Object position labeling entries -
---
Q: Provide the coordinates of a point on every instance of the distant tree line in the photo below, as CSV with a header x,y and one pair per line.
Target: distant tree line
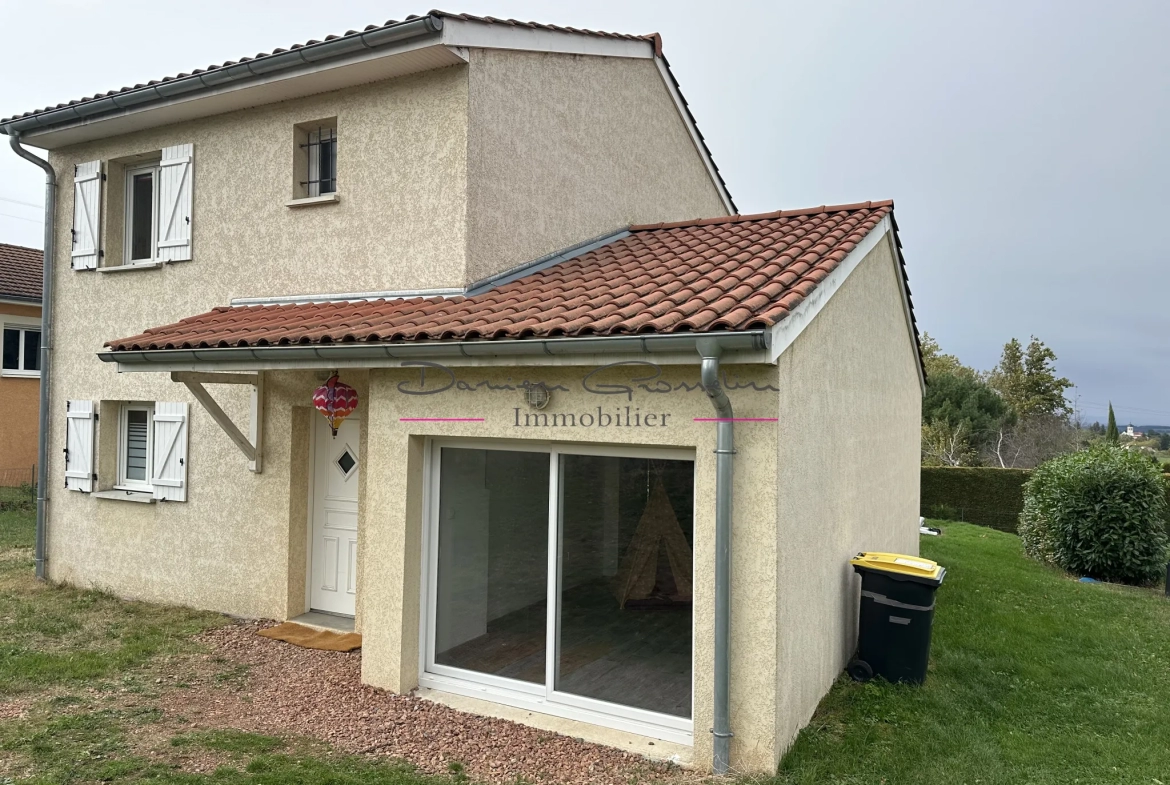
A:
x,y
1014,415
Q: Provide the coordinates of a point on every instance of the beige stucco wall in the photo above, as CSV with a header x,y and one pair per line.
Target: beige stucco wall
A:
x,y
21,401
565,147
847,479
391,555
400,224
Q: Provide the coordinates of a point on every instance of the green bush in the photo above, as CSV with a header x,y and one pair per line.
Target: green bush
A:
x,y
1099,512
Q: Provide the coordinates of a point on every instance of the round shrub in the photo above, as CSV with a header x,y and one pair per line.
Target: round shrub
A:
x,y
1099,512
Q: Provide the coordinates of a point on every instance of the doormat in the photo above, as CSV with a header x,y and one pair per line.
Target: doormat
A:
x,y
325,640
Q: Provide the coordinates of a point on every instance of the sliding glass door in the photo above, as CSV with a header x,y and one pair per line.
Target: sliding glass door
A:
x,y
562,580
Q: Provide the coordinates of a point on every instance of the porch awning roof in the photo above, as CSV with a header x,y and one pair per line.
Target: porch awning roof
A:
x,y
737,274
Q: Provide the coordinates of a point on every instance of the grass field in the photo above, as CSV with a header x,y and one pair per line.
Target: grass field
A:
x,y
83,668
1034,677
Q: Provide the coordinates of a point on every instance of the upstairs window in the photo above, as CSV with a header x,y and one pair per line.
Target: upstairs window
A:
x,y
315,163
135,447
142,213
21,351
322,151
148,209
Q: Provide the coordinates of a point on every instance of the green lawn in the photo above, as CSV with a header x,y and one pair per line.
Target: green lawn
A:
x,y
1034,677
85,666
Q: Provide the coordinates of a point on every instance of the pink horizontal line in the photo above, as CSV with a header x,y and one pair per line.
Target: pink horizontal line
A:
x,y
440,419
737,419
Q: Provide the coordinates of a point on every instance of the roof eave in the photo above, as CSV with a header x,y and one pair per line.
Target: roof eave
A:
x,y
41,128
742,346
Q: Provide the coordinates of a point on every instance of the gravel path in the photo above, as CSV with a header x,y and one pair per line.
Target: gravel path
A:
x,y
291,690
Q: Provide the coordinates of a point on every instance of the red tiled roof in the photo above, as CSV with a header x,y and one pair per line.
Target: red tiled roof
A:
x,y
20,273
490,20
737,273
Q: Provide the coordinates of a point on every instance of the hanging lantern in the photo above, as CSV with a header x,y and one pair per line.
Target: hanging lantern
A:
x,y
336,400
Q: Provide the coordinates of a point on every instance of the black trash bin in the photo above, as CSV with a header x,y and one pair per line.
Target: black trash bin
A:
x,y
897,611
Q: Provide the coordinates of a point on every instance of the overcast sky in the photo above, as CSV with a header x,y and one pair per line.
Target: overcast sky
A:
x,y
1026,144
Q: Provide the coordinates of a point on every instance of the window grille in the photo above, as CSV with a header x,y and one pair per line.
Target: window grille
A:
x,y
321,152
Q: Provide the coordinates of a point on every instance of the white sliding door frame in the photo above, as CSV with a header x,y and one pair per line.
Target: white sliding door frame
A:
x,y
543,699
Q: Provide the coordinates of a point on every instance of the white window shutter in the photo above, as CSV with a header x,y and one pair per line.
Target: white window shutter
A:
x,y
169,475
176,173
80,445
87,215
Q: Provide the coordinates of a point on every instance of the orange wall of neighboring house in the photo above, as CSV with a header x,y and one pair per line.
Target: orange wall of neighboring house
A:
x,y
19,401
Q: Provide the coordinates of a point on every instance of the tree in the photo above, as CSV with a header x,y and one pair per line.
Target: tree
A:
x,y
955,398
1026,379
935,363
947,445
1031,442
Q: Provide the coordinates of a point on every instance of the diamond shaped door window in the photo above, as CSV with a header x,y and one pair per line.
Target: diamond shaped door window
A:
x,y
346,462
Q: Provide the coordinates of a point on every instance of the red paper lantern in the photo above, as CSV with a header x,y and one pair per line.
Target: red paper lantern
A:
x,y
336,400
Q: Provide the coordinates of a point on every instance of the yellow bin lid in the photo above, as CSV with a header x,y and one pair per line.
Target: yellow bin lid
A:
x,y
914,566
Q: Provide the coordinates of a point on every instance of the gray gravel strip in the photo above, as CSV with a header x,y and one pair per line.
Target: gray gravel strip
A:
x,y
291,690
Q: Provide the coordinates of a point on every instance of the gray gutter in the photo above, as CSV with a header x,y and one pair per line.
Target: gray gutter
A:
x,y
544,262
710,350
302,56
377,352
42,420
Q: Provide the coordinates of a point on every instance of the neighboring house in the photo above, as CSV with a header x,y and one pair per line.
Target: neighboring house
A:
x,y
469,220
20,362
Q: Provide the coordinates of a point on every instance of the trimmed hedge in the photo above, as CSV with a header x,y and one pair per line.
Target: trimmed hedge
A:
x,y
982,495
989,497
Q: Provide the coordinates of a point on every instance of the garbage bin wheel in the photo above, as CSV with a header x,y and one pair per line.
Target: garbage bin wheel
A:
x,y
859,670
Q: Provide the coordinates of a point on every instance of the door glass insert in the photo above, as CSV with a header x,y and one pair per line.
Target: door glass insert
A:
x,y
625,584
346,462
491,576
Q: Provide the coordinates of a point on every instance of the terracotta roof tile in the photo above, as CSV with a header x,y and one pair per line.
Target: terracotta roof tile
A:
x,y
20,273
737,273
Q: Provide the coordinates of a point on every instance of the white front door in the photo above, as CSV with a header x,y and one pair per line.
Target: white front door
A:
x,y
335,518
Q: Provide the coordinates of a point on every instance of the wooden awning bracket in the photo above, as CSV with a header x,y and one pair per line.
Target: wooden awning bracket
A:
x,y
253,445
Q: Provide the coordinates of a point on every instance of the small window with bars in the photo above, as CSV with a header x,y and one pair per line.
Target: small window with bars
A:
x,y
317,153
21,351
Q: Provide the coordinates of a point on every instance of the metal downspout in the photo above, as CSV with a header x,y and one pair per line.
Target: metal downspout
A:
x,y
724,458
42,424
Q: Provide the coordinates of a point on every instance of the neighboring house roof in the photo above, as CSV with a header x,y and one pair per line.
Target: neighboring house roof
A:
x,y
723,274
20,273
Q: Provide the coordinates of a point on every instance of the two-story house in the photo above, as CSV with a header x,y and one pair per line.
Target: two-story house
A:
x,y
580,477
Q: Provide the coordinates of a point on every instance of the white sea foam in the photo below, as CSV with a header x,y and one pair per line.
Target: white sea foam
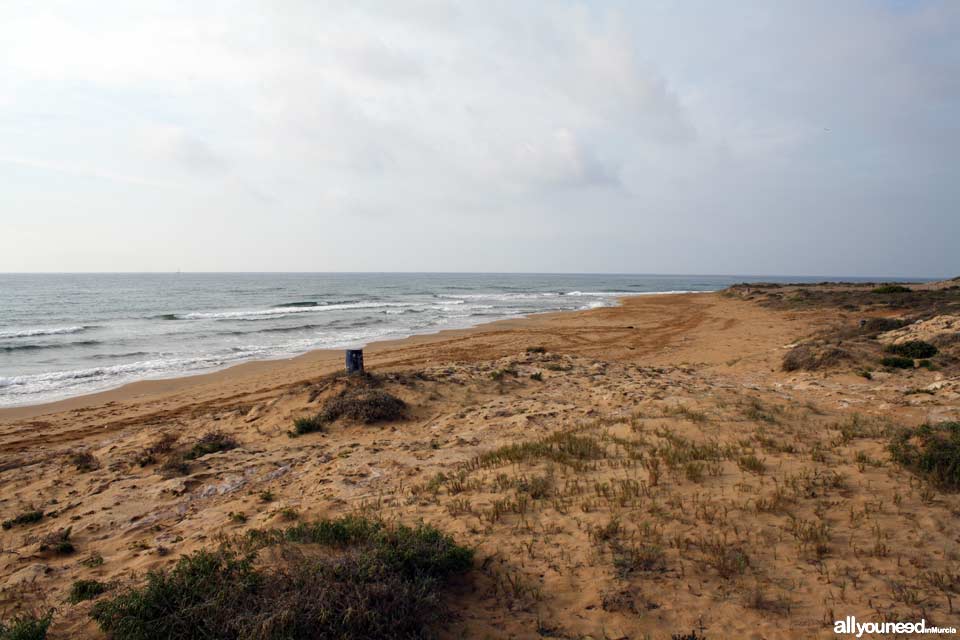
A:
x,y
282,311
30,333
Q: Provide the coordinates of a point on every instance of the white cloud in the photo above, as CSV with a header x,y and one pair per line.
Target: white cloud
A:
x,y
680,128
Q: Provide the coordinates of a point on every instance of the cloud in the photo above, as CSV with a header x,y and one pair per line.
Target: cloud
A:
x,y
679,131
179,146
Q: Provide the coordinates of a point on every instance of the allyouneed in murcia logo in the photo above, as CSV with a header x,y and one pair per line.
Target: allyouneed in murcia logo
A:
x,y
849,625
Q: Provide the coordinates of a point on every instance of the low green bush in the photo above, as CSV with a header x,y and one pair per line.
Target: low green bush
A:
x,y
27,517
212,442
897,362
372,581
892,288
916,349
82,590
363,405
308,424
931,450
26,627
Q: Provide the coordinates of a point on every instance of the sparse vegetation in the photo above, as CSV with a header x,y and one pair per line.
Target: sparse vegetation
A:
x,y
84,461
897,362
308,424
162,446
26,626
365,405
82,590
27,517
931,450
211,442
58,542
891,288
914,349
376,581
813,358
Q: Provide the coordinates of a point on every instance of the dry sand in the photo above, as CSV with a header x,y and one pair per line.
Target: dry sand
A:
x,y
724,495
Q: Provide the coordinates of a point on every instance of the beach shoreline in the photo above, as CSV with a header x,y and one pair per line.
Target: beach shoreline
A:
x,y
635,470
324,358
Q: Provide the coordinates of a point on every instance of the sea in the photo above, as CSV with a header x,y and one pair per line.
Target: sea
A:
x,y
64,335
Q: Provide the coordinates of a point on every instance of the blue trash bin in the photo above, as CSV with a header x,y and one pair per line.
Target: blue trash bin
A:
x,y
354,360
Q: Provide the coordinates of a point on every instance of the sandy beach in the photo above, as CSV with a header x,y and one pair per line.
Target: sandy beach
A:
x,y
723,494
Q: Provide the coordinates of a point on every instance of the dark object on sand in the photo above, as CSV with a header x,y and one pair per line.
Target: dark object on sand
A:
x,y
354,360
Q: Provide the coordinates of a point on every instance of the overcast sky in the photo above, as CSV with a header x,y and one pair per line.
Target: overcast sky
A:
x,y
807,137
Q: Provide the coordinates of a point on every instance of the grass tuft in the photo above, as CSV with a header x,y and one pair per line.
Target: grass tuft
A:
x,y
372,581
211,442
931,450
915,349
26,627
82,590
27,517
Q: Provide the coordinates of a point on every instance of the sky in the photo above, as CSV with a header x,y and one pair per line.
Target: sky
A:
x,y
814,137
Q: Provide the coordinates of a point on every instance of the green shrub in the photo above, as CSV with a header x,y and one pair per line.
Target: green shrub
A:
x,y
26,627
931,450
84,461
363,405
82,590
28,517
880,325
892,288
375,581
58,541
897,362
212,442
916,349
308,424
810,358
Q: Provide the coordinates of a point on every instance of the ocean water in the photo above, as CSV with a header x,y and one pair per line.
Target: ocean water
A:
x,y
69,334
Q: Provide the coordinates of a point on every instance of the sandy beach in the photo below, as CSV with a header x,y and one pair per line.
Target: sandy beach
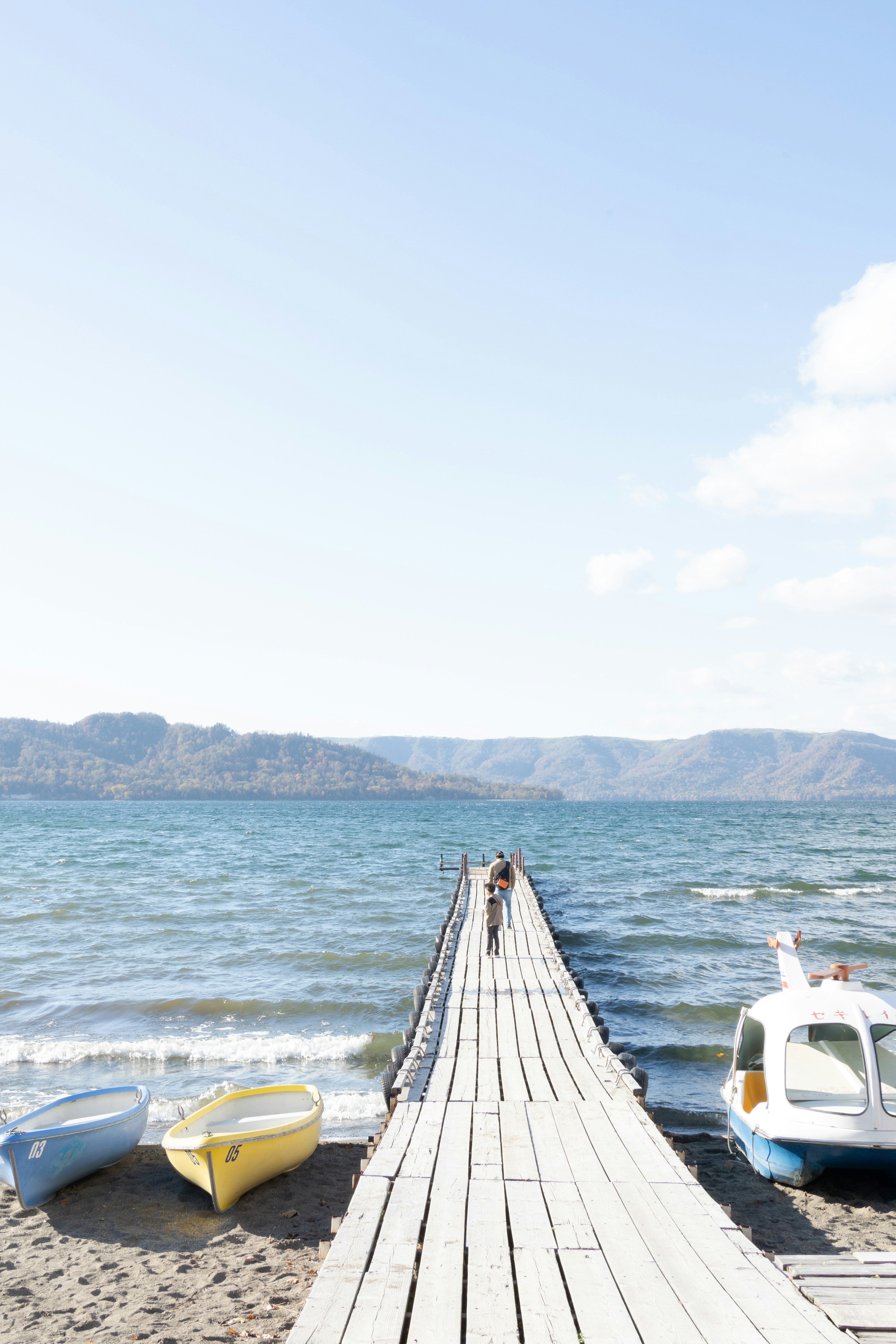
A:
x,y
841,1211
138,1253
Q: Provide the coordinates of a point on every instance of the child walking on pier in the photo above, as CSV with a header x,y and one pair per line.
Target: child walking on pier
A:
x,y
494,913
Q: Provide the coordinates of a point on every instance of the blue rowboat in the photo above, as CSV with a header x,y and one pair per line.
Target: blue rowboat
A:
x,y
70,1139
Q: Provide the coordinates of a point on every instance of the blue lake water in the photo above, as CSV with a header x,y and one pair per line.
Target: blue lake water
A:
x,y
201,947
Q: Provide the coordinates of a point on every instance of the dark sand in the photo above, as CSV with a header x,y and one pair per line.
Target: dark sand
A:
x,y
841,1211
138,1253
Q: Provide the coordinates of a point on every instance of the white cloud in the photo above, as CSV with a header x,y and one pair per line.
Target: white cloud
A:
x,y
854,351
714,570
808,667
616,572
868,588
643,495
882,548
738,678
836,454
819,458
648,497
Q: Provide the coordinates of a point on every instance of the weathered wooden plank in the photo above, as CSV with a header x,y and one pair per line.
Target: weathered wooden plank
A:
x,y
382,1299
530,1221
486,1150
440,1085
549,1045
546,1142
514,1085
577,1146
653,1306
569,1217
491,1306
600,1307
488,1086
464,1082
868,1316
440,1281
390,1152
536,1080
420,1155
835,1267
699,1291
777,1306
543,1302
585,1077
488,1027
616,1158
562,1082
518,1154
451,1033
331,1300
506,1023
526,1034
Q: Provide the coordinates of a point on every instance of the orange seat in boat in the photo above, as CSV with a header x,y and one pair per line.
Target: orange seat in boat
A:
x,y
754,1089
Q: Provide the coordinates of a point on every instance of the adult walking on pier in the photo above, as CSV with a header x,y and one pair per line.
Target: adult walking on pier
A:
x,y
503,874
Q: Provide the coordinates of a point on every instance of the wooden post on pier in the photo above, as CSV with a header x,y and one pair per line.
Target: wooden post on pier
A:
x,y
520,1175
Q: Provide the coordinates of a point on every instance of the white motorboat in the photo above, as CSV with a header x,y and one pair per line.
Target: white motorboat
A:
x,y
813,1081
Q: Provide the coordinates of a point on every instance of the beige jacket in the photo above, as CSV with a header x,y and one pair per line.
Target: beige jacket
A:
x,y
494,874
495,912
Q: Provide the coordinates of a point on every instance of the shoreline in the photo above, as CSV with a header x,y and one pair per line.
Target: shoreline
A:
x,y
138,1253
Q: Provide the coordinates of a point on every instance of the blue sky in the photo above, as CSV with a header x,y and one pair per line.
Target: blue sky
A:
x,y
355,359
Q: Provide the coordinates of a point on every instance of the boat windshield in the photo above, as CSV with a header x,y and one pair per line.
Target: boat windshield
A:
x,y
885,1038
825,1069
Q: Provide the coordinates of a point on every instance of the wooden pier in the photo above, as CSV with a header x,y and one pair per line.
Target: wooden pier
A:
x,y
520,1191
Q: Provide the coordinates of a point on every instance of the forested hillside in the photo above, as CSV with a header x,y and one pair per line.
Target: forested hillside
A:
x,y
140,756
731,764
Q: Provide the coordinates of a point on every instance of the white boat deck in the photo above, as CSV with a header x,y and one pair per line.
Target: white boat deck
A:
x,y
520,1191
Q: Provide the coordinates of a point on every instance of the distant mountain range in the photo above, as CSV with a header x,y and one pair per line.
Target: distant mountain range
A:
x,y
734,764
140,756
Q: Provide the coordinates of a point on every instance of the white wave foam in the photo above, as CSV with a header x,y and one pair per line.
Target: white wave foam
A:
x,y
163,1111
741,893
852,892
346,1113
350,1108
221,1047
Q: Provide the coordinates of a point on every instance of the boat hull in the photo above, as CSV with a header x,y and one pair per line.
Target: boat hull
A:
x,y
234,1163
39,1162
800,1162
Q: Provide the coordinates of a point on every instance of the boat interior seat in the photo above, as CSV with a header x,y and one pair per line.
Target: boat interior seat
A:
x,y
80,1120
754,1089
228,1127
---
Do this - Extract the lines above from the one containing "the white wave" to the last line, both included, exactly as written.

Task output -
Q: Provide the coordinates of a point on every instance of the white wave foam in the photo above, as CSV with a header x,y and one pair per line.
Target: white wave foam
A:
x,y
163,1111
741,893
852,892
346,1113
350,1108
221,1047
Q: Provide the coordinates of a point on every instance of the boat hull in the photo above, as CSV with a header x,y and one pair per line.
Target: boat hull
A:
x,y
234,1163
39,1162
800,1162
Q: Provide the coordinates of a point on every instance of the boat interior seat in the photo above, as CSV with a header x,y and one pair per line.
Target: boat interior seat
A:
x,y
80,1120
754,1089
228,1127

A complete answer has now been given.